** start Given information **

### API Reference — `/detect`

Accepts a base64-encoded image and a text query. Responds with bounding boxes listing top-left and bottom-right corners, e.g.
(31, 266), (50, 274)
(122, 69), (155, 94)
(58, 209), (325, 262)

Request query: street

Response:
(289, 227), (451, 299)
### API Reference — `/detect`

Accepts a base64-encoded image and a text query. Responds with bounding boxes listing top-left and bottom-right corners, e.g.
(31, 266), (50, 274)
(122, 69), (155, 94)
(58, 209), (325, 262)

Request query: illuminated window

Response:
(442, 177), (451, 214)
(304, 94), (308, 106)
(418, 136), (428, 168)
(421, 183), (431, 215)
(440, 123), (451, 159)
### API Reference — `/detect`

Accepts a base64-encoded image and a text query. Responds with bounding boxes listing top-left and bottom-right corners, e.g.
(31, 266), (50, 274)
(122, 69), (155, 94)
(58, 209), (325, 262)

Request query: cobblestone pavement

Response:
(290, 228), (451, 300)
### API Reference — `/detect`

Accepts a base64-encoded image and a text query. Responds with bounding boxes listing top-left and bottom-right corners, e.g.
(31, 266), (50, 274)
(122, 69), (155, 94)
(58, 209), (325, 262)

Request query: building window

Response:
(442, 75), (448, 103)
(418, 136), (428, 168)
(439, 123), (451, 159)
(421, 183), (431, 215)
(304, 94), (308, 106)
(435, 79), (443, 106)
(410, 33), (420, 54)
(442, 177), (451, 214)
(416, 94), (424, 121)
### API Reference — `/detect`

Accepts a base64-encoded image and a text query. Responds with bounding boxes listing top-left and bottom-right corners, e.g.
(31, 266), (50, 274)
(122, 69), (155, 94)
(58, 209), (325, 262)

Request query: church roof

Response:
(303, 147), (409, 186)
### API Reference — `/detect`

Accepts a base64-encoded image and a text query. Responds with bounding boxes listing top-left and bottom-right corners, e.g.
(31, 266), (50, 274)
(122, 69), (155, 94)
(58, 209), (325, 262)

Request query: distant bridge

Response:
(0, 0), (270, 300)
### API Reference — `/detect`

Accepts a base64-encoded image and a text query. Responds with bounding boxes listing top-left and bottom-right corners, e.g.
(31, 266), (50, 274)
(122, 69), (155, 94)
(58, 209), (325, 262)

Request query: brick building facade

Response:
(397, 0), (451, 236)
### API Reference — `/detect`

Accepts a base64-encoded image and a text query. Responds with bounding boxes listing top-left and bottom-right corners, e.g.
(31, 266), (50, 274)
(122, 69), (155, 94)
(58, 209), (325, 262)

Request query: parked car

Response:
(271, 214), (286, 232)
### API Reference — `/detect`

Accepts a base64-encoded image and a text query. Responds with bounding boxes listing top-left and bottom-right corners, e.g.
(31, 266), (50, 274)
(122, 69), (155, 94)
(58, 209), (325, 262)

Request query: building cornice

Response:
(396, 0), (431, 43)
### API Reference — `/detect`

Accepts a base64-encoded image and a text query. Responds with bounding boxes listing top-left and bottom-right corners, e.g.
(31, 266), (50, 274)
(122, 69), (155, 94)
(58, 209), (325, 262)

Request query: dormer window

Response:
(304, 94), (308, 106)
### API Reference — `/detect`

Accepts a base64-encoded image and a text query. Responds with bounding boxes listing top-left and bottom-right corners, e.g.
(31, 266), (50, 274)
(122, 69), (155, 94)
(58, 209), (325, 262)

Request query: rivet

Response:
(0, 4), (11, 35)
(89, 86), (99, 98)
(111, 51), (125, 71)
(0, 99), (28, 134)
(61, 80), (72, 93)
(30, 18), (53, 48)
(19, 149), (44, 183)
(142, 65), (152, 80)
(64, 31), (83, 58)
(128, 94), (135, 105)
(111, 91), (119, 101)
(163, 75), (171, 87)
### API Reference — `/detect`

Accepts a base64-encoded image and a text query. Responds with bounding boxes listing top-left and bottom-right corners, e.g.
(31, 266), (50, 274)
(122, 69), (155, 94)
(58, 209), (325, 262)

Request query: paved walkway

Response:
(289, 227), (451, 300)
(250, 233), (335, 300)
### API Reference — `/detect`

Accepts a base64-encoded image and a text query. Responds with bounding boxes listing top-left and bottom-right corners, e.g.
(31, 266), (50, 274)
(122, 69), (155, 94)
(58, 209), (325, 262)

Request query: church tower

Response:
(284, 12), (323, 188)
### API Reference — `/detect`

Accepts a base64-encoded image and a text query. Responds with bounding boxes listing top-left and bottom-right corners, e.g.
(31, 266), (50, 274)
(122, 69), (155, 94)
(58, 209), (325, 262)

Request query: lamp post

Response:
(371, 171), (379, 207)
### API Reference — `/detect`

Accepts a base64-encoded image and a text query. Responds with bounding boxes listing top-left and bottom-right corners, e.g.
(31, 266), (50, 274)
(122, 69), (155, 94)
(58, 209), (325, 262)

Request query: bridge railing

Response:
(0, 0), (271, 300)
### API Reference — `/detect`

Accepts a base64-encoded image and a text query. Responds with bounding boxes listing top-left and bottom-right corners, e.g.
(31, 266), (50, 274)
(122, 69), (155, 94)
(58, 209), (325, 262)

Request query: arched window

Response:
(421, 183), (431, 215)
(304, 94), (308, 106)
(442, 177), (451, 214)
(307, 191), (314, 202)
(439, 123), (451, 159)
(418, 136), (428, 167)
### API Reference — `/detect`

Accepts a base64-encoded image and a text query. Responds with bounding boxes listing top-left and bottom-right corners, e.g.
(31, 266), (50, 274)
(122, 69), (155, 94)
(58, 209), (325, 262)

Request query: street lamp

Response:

** end Given information **

### Work required
Return every line of the items above that contains the word "building".

### Full response
Request query: building window
Request query: brick building facade
Request query: building cornice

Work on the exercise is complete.